EXERCISE REQUIREMENTS
All entries are to be copied verbatim, while the pictures stay out.

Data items
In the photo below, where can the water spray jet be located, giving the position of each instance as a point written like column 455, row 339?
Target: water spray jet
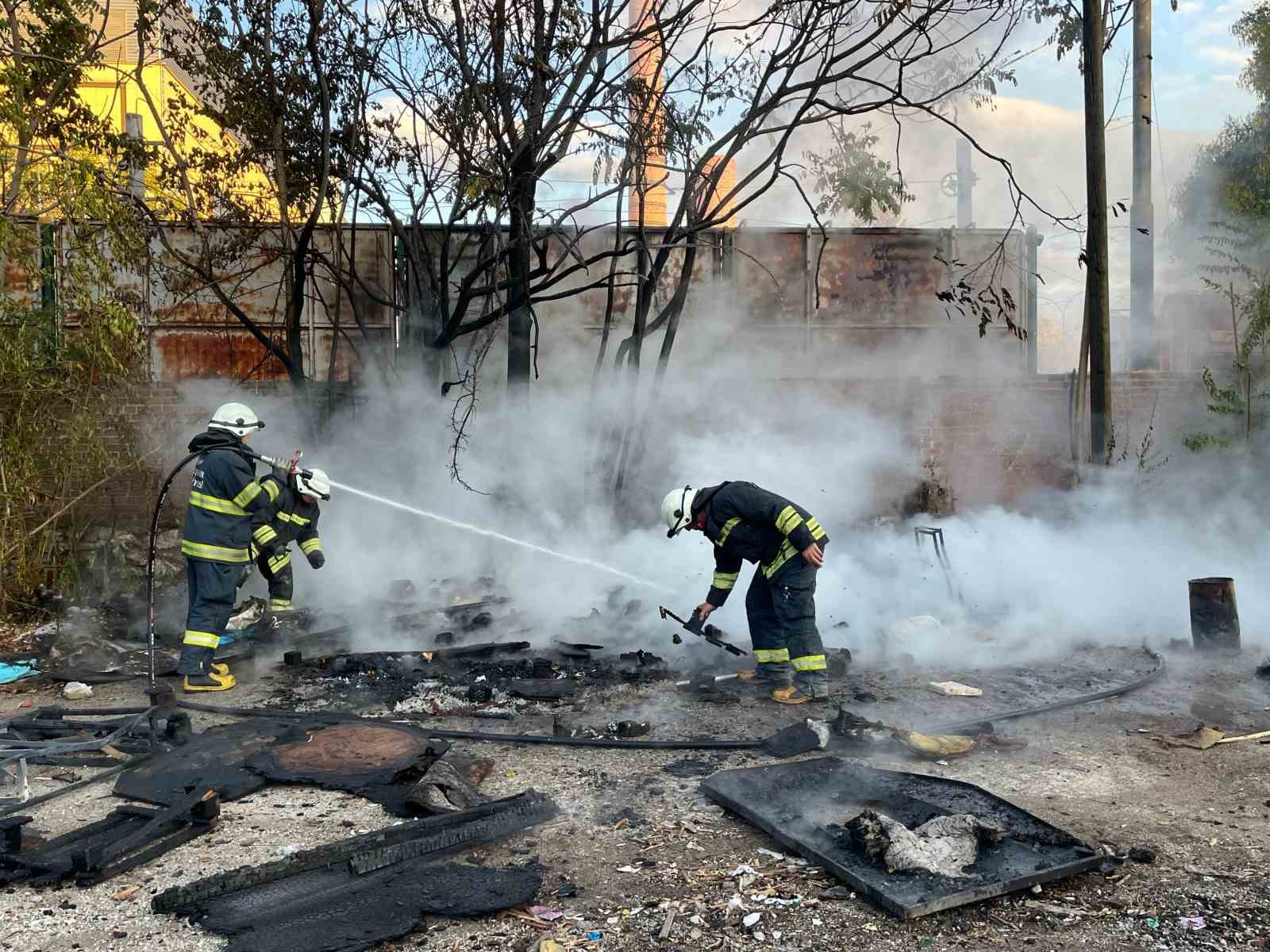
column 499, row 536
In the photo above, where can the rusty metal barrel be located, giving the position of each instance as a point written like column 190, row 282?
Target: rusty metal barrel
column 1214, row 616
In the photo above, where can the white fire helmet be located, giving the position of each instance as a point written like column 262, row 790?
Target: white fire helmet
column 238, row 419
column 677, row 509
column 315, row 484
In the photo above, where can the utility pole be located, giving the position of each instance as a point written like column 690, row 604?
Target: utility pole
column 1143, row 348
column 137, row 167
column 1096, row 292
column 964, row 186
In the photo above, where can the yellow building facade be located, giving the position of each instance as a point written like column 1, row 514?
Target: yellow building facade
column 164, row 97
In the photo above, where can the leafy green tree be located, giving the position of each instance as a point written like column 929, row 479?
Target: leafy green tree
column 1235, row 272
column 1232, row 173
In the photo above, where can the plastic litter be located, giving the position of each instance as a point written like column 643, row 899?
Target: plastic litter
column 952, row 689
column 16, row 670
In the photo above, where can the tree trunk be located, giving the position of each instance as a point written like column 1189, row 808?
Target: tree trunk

RESPONSE BELOW
In the photo below, where can the water spray jet be located, giving the position of each instance as a point written like column 455, row 339?
Target: water spray jet
column 499, row 536
In the photo above, where can the rusty metal barrel be located, giving the position of each instance as a point written like column 190, row 282?
Target: rusty metal barrel
column 1214, row 616
In the photo above, where can the white fire helmet be located, giving the position of each instance as a point written like column 262, row 790?
Target: white fire helmet
column 238, row 419
column 677, row 509
column 315, row 484
In the photo above, where can the utility pole be located, giving the position of each instance as a point written like column 690, row 604?
Target: utility pole
column 1143, row 348
column 137, row 167
column 1096, row 292
column 964, row 186
In the photo above, where can the yellow building facade be located, giving the position of each instance as a point written like column 1, row 514?
Target: yellow building facade
column 164, row 97
In the photo above, where can the leafy green tree be located, giving the position of each instance as a point written like column 929, row 479?
Target: leafy green tree
column 1235, row 272
column 1232, row 173
In the photo above, where can the plastic litter be located, giving the position of each instance as a point written like column 643, row 899?
Target: plastic litter
column 952, row 689
column 16, row 670
In the photo above, where can the tree trunk be located, giving the position of each instance as a point written like column 1189, row 808?
Target: tree trunk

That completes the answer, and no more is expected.